### PROVIDED PASSAGE

“What can I do to help?” A first-hand account from Fort McMurray

Rev. David Greenwood works for Syncrude north of Fort McMurray and shared his experience during the fires with PWRDF. Photo: Anglican Messenger

Editor’s note: The following is a first-hand account of the Ft. McMurray wildfires written by the Rev. David Greenwood, a priest in the Diocese of Athabasca and brother of PWRDF Diocesan Representative, Dorothy Marshall (Diocese of Edmonton). PWRDF thanks David for graciously agreeing to have PWRDF share his testimony publicly. It has been edited for length.

My name is David Greenwood, and I am an Anglican priest in the Diocese of Athabasca, where I serve as an honorary assistant to the parish of All Saints in Fort McMurray. I am also a Sr. Systems Advisor for the Human Resources department of Syncrude Canada Ltd. and I am a husband, father of four great kids (who each married, so I now have 8 great kids) and, at present, five grandchildren.

And over us all, of course, is God. In other words, I’m a person just like you, doing what I think God wants me to, as best as I can.

[As a result of the wildfire] I lost everything — which is true, and which is false. You see, I have found there are many degrees of ‘lost everything.’ The clothes I am wearing are all that I have had for the past week; all that I left the house with. So, emotionally and literally all I had WERE the clothes on my back. But literally as opposed to emotionally, I still have my house, with all my belongings in it — which I may not be able to get back into for about a year, and which is basically worthless financially now.

While all I had with me for the past week was this one set of clothes, I knew my wife was safe, for she was in Toronto on a field trip with students from her school. I knew my kids were all safe, for they had grown up and moved away. And I knew that I, indeed all of us, we’re with God. Others though, even though they had been able to pack a bunch of stuff, they totally lost their homes — and for many people, that is very hard to take.

We knew there were fires about — Monday night water bombers had been going over where I live because of a fire just in the north of the city which they successfully put out. I was told there was another fire four km to the south that they were also working on.

That night I was at Compline with a good friend. We prayed, and I felt led to say, “no one will be harmed because of these fires.” It was a statement for which I had no factual competence to say.

For me, the fire experience started shortly after noon on Tuesday [May 3, 2016]. I worked in downtown Fort McMurray, and a co-worker showed me a picture of a wall of smoke with an orange tinge to it from the flames, behind trees on a hill. I asked, “Where did you get that picture?” And she said, “I just took it right behind us.”

Running out, I saw for myself: looking up at the valley hilltop to an area known as Abasand you could see a ridge of trees, and behind them the sky was filled with billowing clouds of smoke, orange and yellow at the bottom and sooty grey at the top.

I burst out laughing. And I thought, “Well, this is exciting!”

We left work, with the idea that we could pack up and get ready to evacuate, just in case things got bad. I felt confident though that we’d be okay — the fire was on this side of the Athabasca River, my house on the other. The river valley was about a kilometre wide. I really expected we’d be fine.

######
### MATERIAL SHOWN

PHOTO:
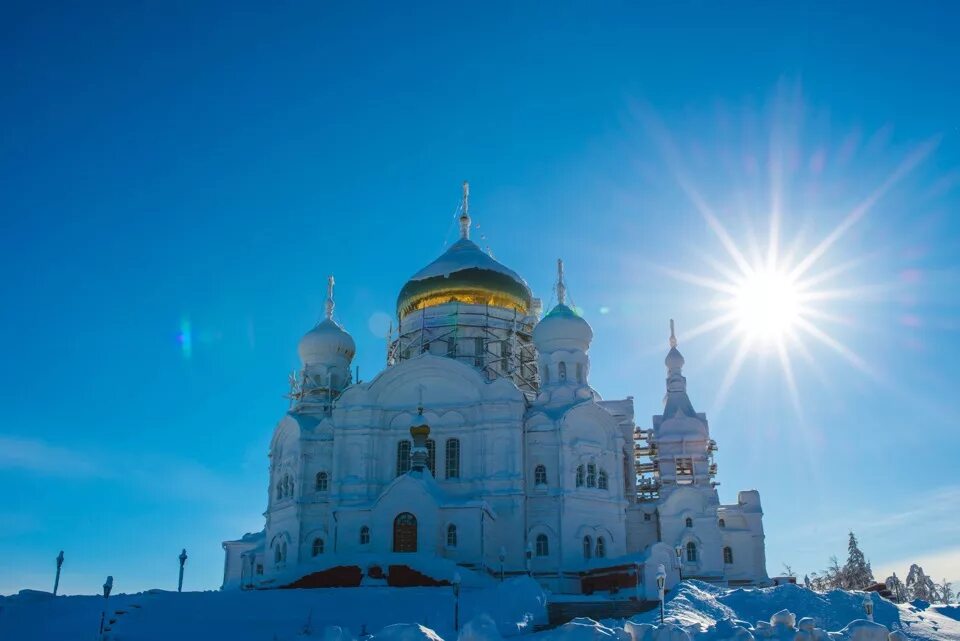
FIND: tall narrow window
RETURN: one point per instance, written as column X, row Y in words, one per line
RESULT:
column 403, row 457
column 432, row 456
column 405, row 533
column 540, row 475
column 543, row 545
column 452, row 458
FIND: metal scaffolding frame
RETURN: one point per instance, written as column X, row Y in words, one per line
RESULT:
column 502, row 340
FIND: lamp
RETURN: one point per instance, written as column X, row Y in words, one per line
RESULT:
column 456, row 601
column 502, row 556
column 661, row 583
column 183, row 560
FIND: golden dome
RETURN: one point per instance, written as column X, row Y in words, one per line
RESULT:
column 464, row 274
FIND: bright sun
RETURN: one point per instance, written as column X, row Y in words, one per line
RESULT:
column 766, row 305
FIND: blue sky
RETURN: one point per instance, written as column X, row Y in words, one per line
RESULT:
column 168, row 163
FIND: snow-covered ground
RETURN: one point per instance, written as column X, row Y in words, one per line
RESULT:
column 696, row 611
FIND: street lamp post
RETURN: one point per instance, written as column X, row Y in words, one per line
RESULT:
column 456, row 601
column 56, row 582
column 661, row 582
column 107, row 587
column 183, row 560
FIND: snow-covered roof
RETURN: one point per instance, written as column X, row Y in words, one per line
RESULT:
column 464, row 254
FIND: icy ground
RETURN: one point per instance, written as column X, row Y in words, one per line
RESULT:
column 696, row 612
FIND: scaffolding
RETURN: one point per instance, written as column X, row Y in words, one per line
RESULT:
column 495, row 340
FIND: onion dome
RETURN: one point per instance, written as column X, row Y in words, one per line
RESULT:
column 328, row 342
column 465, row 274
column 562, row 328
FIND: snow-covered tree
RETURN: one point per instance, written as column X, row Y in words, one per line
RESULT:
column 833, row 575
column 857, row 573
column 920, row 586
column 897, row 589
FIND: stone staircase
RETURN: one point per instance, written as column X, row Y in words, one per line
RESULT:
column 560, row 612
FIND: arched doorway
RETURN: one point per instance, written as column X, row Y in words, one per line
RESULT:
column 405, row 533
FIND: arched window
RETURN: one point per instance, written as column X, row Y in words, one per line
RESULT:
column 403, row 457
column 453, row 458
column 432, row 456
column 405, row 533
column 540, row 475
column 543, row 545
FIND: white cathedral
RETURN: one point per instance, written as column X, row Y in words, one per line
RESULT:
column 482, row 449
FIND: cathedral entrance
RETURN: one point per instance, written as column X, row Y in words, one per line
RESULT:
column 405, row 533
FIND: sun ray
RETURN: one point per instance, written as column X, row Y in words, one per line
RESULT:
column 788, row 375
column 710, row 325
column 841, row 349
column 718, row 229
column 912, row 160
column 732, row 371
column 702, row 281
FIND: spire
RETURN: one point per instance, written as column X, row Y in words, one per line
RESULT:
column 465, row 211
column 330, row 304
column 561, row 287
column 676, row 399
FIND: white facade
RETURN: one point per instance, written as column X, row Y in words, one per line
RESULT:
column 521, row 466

######

### [WHAT THE EXERCISE ASKS]
Rewrite the Fort McMurray wildfire account from "While all I" up to and including "hard to take.", substituting "Vancouver" for "Toronto".

### [OUTPUT]
While all I had with me for the past week was this one set of clothes, I knew my wife was safe, for she was in Vancouver on a field trip with students from her school. I knew my kids were all safe, for they had grown up and moved away. And I knew that I, indeed all of us, we’re with God. Others though, even though they had been able to pack a bunch of stuff, they totally lost their homes — and for many people, that is very hard to take.